*Exercise brief*: From the line that contains "Find the wicker" to the last line of the entries, write each line out exactly; include both ends and nothing else.

*Data excerpts*:
- Opening Delimiter -

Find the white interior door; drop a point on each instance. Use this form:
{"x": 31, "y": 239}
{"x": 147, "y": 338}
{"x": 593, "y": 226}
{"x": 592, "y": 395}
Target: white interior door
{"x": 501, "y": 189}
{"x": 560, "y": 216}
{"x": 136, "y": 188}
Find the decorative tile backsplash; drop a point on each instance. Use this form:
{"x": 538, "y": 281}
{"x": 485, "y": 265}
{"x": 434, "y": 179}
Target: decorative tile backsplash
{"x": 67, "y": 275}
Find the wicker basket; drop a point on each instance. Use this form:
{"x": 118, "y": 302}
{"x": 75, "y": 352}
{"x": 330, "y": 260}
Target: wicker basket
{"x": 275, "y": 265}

- Closing Delimiter -

*Written response*:
Find the wicker basket; drop a point on each instance. Use this form:
{"x": 118, "y": 302}
{"x": 75, "y": 352}
{"x": 330, "y": 260}
Target: wicker basket
{"x": 275, "y": 265}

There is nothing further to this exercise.